» Passage to read:
Start
Let's assume you're doing a single-epoch LoRA training run. A single H100 should be enough to train Llama 3.1 8B, and it should crank through 264MM tokens in a couple hours, IMO. Since you're not doing multi-GPU training, a PCIe H100 should be fine — you don't need the slightly pricier SXM H100s — and the PCIe versions go for about $2.50/hr on Runpod.

So, about $5 for a custom model, that's probably the best in the world at whatever your task is! (Even if it might be a little dumber at other tasks.) Insanely cheap when you think about it.

TPUs won't beat H100s on price for on-demand personal use cases, but for reserved capacity (i.e. businesses) they're slightly cheaper.

voiper1 · on Sept 12, 2024

I'm still new to LoRA/fine tunes, but: I can't just dump in 1gb of data, correct? I need to structure it in Question/Answer or the like?
End
» Instructions to follow: Pick up the forum thread on LoRA fine-tuning costs after its last sentence and continue it.

» Information supplied:
Start
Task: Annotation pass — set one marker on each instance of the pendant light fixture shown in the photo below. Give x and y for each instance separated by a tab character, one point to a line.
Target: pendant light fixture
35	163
End
» Result:
So it would seem the cost really becomes converting/curating the data into a usable format first.

staticman2 · on Sept 12, 2024

You can dump in 1gb of data (Unsloth supports "raw text training") but whether you'd get good results or a useless model is a different issue. I doubt you'd get a good result unless you combine that with question/answer training as well, assuming that feature is even useful at all for your scenario.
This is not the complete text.